* **What to produce**: Extend the text on Ed Miliband and the Labour Party, picking up directly after its final sentence.

* **Text excerpt**:
________________________________________

I accept that Ed Miliband will never be like his brother but it is important that he gets people around him who know the “people” and what they think. It is not any use citing a report written twenty years ago, Ed knows that the world has changed a lot since then. I remember 2nd May 1997 and wondered at the time how it would end. Forget the Blair/Brown infighting, the fact is they ignored the effect globalisation was having on the people who had voted for them, and did not care. Over five million voters stopped voting Labour between 1997 and 2010 and I do not hear Ed Miliband say anything that might bring them back. By all means inform the young that they cannot expect benefits when they have made no contributions but a guaranteed job after twelve months on the dole is something they might vote for. Similarly proper apprenticeships and further education might even encourage them to vote at all. This is already promised by Ed Miliband but the message needs to be restated at every opportunity and it is not. I would also like to remind Ed Balls that Scotland will still be involved in the 2015 election whichever way the referendum goes and he should be aware of his ability to put peoples backs up.
Ed Miliband has never been in a stronger position, and he knows it, or at least ‘feels’ it in is bones. When you see the Tories and mayor Boris [bless their little silk sox] resorting to ‘dirty tricks’ and personal attacks on current and past Labour leaders you know they are actually quite afrit that their time has cometh.
Cross-party talks and ‘bury-the-hatchet-for-now’ agreements are seen to happen in Parliament with trouble spots [Middle East] and both front benches are in general agreement that sectarian violence has to be stopped before it spills over in to Europe and rest of the World.

________________________________________

* **Data under study**:
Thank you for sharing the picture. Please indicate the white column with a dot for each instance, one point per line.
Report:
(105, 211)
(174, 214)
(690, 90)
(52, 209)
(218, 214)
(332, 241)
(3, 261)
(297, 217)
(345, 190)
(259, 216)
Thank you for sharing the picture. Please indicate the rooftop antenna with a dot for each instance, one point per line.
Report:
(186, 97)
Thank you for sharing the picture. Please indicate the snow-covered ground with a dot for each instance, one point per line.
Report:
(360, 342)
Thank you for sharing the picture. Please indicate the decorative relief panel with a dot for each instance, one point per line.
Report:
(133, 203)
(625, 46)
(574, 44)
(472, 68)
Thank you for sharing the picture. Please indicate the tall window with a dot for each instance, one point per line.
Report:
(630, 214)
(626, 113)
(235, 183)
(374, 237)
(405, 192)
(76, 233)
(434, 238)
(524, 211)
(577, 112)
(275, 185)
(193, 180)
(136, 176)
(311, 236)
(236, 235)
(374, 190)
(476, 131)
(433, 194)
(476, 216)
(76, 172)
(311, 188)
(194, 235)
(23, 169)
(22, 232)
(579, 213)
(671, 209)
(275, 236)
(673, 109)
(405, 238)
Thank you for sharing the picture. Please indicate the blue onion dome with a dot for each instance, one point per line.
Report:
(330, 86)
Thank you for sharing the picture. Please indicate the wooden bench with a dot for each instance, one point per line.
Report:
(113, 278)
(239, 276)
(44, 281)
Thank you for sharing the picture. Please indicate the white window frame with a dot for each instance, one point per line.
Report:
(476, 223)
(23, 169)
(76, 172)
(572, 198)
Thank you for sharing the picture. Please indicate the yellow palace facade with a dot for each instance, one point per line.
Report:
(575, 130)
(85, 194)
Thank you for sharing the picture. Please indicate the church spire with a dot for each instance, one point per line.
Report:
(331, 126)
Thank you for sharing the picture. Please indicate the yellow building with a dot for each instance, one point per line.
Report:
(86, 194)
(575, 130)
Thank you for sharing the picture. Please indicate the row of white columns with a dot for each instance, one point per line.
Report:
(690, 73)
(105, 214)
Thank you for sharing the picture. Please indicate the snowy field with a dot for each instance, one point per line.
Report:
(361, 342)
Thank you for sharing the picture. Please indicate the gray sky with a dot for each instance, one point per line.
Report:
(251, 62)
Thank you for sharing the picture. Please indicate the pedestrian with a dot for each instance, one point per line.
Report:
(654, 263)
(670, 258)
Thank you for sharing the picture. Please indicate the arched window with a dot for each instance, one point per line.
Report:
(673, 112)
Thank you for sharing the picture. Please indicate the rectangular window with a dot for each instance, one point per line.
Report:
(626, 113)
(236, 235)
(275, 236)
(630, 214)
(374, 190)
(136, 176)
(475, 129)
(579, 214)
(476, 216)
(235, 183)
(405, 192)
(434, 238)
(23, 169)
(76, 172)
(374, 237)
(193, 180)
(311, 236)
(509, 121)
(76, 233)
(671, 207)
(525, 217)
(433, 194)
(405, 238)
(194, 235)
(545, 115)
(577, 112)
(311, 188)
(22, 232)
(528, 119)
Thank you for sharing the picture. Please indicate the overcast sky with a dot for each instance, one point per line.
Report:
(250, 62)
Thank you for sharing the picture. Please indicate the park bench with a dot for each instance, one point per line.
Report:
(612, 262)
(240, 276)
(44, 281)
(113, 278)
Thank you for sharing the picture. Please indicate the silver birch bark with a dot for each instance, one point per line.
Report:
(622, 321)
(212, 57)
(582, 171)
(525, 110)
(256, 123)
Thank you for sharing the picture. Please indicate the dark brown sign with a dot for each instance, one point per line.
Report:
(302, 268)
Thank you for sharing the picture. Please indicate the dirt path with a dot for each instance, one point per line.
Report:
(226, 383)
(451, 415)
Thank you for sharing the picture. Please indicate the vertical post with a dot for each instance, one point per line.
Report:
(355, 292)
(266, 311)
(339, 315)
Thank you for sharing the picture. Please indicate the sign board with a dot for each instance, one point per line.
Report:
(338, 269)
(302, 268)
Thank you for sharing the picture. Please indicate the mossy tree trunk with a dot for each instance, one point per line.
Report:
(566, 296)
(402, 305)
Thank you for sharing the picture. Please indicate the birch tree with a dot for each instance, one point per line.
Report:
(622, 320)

________________________________________

* **Answer to the exercise**:
Pity our own Labour brothers and sisters here at home can’t find some common ground, and bury the hatchet –if only for the next 11 months or so, to enable a solid win for Labour in May 2015.
Showing a concerted and united effort happens in the House when we are at brink of another war — same should apply to the many an various fragmented-think-tanks within the Labour Party stuctures whose current divergent policies are tearing the Labour Party to shreds.
I personally think Ed’ is on the right track to the Premiership and more strength to his elbow. He has enough enemies with ultr-conservative Tories and ultra-liberal Liberal Democrat-coalition to contend with without fending off back-stabbing ‘comrades and union-others’ from his own captains and rank and file within Labour’s party ranks. Show respect or at least stand behind your elected Labour leader till this job is done next 7 May 2015. Or maybe you fancy another 5 years of this current lot at Nr 10?
Why wait till next May? Now might be a good time to get things moving? Or are the politicians just in ‘neutral-safeguard-my-seat’ mode till after the next election? Something has a pong in the state of somewhere if that is the case. Less vege’s more meat, Ma!